> TEXTO FORNECIDO
# # #

A Jacobin é uma revista de cultura socialista. Não simplesmente “de esquerda”, ou “progressista”: socialista. Orgulhosamente ecumênica em sua abrangência, não tem filiação a uma organização específica, e se propõe a promover um debate camarada no interior da diversa tradição dos movimentos emancipatórios. É fruto de uma nova geração de militantes que, atravessando a experiência do movimento antiglobalização, do movimento antiguerra e os movimentos antiausteridade de 2011/2012, está menos preocupada com as disputas sectárias e fratricidas que frequentemente suga a energia dos ambientes esquerdistas, e mais preocupada em construir um movimento de massas amplo e plural, com um programa que olhe para frente e ofereça soluções viáveis para os problemas do nosso tempo.

Essa é a geração que se viu vivendo, de repente, no fim do fim da história. Frente ao colapso espetacular do consenso neoliberal e a ascensão mórbida do populismo reacionário se vê forçada a tomar partido e a se organizar coletivamente. Mas a crise também nos demanda apontar direção: como simplesmente dizer ´não´ já não é o bastante, estamos obrigados a pensar seriamente no que afinal queremos como alternativa positiva de futuro.

Seja oferecendo comentários contemporâneos à conjuntura, revisitando os clássicos ou tentando construir novas sínteses, o que a Jacobin almeja ser é um espaço vibrante de vida intelectual anticapitalista, ao mesmo tempo aberto, acessível e atraente – mantendo a bandeira vermelha de pé aconteça o que acontecer. A tarefa, nada trivial, é mostrar na prática a atualidade do socialismo como projeto político e da análise de classe como ferramenta analítica indispensável para a ação estratégica.

Como surgiu a Jacobin?
A Jacobin veio ao mundo em 2010, como uma minúscula publicação on-line gestada no dormitório universitário de seu fundador e editor, Bhaskar Sunkara. Filho mais novo de uma família de imigrantes de Trinidad y Tobago, Bhaskar foi o único dos irmãos a nascer nos Estados Unidos, em 1989, poucos meses antes da queda do muro de Berlim. No início, pouco se diferenciava dos inúmeros blogs dos nichos digitais da esquerda, talvez apenas em sua ambição e sendo de oportunidade.

Em 2011 – mesmo ano em que estouravam as ocupações de praças denunciando a desigualdade econômica, o sistema financeiro e o 1% – a Jacobin passa a ser uma revista impressa, em um gesto desesperado para se destacar no campo das publicações de esquerda. Como o socialismo havia praticamente desaparecido da vida pública nos Estados Unidos, o objetivo era contribuir para que as ideias socialistas se tornassem relevantes mais uma vez para um público de massas. Tinha tudo para dar errado. Mas o imponderável aconteceu: a Jacobin não só se tornou um sucesso editorial, expandindo sua tiragem para algo hoje perto de 80 mil, como ajudou a dar forma ao novo discurso do socialismo democrático que tem mobilizado uma parcela importante da juventude da classe trabalhadora norte-americana. De uma origem improvisada e precária, a publicação conseguiu se transformar em uma máquina de guerra profissionalizada a serviço da luta de classes.

# # #

> REGISTROS
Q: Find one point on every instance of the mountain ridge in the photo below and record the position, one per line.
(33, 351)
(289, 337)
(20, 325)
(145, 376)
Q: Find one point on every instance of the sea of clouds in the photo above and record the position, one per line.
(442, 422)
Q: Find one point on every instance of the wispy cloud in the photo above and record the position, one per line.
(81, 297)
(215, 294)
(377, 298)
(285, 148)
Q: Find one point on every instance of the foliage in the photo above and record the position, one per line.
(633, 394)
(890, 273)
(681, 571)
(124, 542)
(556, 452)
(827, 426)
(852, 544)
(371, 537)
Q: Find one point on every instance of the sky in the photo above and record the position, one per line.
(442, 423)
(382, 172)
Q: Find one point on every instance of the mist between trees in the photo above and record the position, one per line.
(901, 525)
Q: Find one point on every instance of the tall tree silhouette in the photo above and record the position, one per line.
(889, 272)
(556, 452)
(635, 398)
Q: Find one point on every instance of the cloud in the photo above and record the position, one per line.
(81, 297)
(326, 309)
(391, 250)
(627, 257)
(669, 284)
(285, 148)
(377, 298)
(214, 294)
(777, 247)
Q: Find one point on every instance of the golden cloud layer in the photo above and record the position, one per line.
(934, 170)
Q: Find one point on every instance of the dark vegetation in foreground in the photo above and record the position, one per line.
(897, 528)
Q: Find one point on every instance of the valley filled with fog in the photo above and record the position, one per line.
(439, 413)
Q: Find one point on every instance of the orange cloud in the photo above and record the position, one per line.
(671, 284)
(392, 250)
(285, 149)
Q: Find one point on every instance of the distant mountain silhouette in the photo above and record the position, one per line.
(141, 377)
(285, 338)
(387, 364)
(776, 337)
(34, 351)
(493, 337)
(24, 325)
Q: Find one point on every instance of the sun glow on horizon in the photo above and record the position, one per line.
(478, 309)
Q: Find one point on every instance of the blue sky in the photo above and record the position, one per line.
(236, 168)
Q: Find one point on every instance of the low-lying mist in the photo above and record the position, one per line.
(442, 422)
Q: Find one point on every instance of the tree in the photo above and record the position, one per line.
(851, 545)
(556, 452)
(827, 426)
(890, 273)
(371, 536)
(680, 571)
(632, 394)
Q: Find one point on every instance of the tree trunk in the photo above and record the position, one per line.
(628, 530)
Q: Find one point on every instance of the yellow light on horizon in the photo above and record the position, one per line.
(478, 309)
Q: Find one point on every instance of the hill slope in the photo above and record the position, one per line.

# # #

> TAREFAS
- a) Reproduza fielmente o trecho do texto sobre a revista Jacobin que começa em "A Jacobin é" e segue até "do nosso tempo.".
- b) Indique quantas linhas dos registros contêm a palavra "mist", diferenciando maiúsculas de minúsculas. Responda apenas com o número.

> SOLUÇÕES
- a)
A Jacobin é uma revista de cultura socialista. Não simplesmente “de esquerda”, ou “progressista”: socialista. Orgulhosamente ecumênica em sua abrangência, não tem filiação a uma organização específica, e se propõe a promover um debate camarada no interior da diversa tradição dos movimentos emancipatórios. É fruto de uma nova geração de militantes que, atravessando a experiência do movimento antiglobalização, do movimento antiguerra e os movimentos antiausteridade de 2011/2012, está menos preocupada com as disputas sectárias e fratricidas que frequentemente suga a energia dos ambientes esquerdistas, e mais preocupada em construir um movimento de massas amplo e plural, com um programa que olhe para frente e ofereça soluções viáveis para os problemas do nosso tempo.

- b) 2